--- YOUR GOAL ---
Update the data below by replacing "marker" with "pin" and leaving everything else unchanged.
****************
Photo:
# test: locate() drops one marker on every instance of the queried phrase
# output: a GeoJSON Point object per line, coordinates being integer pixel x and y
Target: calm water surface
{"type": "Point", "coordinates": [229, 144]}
****************
--- EXERCISE RESULT ---
Photo:
# test: locate() drops one pin on every instance of the queried phrase
# output: a GeoJSON Point object per line, coordinates being integer pixel x and y
Target: calm water surface
{"type": "Point", "coordinates": [229, 144]}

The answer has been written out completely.